+++ LISTED ENTRIES +++
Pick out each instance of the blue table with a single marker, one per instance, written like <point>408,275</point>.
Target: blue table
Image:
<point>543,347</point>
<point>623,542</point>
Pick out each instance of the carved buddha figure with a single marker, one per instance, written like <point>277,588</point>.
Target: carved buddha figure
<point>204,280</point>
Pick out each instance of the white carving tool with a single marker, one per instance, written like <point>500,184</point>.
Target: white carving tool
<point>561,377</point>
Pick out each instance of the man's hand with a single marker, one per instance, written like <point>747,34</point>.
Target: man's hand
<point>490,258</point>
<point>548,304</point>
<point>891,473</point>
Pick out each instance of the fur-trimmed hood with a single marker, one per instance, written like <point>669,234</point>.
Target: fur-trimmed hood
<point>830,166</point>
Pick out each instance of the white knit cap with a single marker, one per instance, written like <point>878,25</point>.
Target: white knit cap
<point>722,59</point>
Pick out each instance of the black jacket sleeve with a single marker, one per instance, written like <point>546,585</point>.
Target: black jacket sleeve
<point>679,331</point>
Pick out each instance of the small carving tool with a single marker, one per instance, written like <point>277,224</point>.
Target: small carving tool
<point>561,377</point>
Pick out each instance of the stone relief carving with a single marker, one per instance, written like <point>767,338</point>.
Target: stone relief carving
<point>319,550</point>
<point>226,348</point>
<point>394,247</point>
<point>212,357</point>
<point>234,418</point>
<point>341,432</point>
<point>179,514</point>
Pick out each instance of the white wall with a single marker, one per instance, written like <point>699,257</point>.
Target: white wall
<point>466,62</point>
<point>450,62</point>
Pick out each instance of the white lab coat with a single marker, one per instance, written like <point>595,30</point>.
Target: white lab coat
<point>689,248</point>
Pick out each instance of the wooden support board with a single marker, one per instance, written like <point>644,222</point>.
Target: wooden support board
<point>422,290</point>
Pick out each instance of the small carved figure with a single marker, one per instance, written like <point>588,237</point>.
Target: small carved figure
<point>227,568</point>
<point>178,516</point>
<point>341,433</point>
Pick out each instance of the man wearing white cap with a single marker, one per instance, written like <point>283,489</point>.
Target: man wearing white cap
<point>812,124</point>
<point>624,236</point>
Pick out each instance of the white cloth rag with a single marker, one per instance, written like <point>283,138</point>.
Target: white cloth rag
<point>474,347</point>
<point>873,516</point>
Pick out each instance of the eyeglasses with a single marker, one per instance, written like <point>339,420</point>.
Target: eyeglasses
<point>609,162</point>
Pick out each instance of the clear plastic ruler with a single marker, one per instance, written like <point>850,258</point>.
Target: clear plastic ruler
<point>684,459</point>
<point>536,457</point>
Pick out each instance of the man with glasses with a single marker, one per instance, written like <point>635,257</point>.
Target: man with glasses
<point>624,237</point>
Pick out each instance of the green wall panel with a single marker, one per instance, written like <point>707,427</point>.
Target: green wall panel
+++
→ **EXERCISE PROMPT**
Include both ends. Return the line holding "Target: eyeglasses" and all lines after it in the records above, exactly as written.

→ **RESPONSE TO THIS EXERCISE**
Target: eyeglasses
<point>609,162</point>
Pick out each instance of the clear plastic ruler with a single marker, one per instance, written like <point>850,258</point>.
Target: clear plastic ruler
<point>684,459</point>
<point>536,457</point>
Pick out each instance of the man with glasses with a single marker, one per instance, written like <point>635,257</point>.
Target: man with glasses
<point>624,237</point>
Pick out each instance of the green wall panel with a single marker, one per instance, written like <point>707,427</point>.
Target: green wall panel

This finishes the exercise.